**Direction:** Return the part of the waveguide junction text starting at "Matching of the impedance" and ending at "becomes simple to manufacture.", copied word for word.

----- Quoted text

For transfer of microwaves, transmission lines consisting of waveguides and different waveguide components are used. So called T-junctions are such components that are used when a microwave signal is to be split between two outputs. Cascade connections of several T-junctions make a distribution among more outputs possible.
In those cases in which the power is to be divided equally among the outputs, this is achieved with a symmetrical junction. In many cases however a non-uniform distribution is desired, for example the power at the outputs should differ 4 dB within a specified frequency range.
The division can occur either in the electrical field plane, i.e. the E-plane or in the magnetic field plane, i.e. the H-plane. Distribution via an E-plane junction is easily done by varying the size of the openings of the connected waveguides, in principle in proportion to the power that is to be guided to respective outputs. The dividing wall is perpendicular to the electrical field, and does not cause much disturbance of the field in the waveguide.
This is not as easily accomplished in the H-plane. A dividing wall becomes parallel with the electrical field in this case, and thus creates a considerable disturbance. Furthermore, it is the H-plane dimension, the so called a-measure (the width of the waveguide), that dictates the propagation constant in the waveguide. It has been shown in trials that the distribution relationship becomes frequency dependent, which in many applications cannot be accepted or in any case leads to deteriorated characteristics.
With these types of constructions there are also demands on matching of the "port" through which input of the microwave signal occurs, and also often demands of phase uniformity between the output ports. This can be accomplished with different impedance matching structures that are placed in the waveguides. An example of such an impedance matching structure can be found in the Japanese patent document JP55-14757. In this case the impedance matching structure is also used for distribution of the microwave signals in the junction. However, by using only a single structure it can be difficult to decide the power distribution as well as the matching, and at the same time achieve sufficiently wide bandwidth.
An object with the device of the present invention is to provide a waveguide branch in the H-plane by means of which a microwave signal can be distributed non-uniformly between two "branches". The distribution is to be independent of the frequency within as large a frequency range as possible and the waveguide junction is also to be simple to manufacture.
Said objects are attained according to the invention by means of an asymmetric connection of the input waveguide of the junction to the two parallel output waveguides ("branches") of the junction. The non-uniform division of the signal is hereby attained due to the connection being laterally asymmetric in relation to the parallel output waveguides. By also shifting the two output waveguides longitudinally in relation to each other when connecting the input waveguide, a reduced frequency dependency of the distribution is attained.
Matching of the impedance of the input is done in a simple way by changing the width of the waveguide where the input waveguide is connected to the output waveguides.
When a device according to the invention lacks internal impedance-matching structures in the form of steps, reactance "taps" etc., it becomes simple to manufacture.

----------
----- Listed records

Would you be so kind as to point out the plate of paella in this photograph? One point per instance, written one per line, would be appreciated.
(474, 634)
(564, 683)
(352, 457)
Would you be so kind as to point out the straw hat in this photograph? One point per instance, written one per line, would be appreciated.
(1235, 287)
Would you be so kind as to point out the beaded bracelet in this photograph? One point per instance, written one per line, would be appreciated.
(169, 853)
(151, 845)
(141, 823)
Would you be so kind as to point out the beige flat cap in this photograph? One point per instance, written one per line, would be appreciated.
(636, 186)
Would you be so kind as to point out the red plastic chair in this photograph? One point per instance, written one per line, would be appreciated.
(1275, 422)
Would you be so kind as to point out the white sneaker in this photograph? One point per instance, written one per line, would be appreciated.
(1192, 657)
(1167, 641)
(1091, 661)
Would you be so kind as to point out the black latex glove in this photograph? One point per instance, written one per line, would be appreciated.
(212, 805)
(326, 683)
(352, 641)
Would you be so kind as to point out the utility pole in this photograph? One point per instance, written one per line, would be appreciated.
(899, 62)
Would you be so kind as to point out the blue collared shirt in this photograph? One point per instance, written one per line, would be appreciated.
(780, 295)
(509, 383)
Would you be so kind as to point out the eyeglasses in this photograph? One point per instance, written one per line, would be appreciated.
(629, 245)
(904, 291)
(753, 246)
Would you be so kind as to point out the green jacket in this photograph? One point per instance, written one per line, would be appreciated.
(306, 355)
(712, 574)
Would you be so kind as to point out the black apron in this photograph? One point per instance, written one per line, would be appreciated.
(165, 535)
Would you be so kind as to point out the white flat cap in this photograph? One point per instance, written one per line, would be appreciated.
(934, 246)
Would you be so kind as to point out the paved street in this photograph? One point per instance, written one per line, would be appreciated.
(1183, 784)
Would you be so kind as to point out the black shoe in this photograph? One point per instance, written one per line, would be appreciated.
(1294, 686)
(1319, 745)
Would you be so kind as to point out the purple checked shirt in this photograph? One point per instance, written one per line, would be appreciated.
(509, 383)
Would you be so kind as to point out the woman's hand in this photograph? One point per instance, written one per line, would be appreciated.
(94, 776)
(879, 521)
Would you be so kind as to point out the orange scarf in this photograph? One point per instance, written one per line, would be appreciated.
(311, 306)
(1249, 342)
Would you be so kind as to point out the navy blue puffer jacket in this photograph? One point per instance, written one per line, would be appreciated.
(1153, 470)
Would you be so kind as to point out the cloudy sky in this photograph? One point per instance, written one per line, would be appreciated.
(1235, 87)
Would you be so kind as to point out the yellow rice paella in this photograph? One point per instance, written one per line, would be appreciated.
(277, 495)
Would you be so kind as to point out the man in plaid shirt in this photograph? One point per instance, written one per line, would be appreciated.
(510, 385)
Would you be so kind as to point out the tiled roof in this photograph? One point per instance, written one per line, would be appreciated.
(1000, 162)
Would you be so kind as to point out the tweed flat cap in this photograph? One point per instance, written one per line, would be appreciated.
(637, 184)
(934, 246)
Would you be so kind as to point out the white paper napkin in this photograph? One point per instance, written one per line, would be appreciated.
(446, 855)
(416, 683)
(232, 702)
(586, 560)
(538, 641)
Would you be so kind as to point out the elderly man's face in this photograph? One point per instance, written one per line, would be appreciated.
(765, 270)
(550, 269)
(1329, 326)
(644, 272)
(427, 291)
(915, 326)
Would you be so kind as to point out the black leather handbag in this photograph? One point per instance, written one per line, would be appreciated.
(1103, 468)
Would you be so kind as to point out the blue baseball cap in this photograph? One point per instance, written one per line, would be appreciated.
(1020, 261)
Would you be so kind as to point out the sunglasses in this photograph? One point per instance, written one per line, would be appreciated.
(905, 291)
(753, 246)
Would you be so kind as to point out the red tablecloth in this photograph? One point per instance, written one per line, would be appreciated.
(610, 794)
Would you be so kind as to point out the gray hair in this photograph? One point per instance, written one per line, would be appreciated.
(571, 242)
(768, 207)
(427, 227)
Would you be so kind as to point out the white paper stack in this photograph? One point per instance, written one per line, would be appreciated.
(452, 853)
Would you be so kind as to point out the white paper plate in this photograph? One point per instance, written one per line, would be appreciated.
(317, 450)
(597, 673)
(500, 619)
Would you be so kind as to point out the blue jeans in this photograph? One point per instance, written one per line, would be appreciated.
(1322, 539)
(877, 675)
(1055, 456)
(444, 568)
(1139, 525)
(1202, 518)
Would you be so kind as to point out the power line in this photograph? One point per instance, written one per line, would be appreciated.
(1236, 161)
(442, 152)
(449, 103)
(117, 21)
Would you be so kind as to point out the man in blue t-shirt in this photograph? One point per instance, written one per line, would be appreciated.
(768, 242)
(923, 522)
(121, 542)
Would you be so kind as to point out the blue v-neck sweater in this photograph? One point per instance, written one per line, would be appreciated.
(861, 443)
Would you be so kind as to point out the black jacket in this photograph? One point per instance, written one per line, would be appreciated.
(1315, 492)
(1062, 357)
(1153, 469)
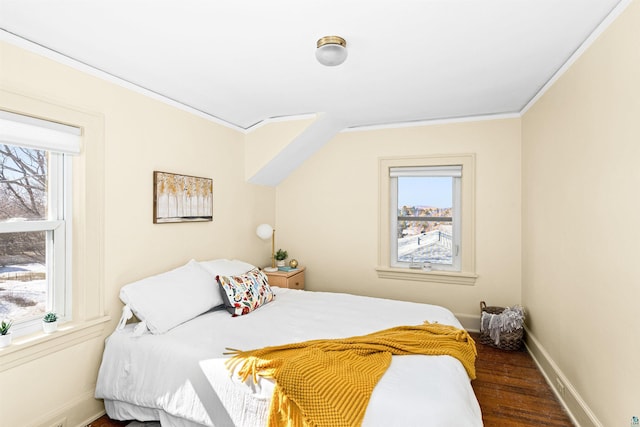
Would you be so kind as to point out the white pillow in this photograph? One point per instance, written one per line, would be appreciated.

----------

**Final result:**
Matching of the impedance of the input is done in a simple way by changing the width of the waveguide where the input waveguide is connected to the output waveguides.
When a device according to the invention lacks internal impedance-matching structures in the form of steps, reactance "taps" etc., it becomes simple to manufacture.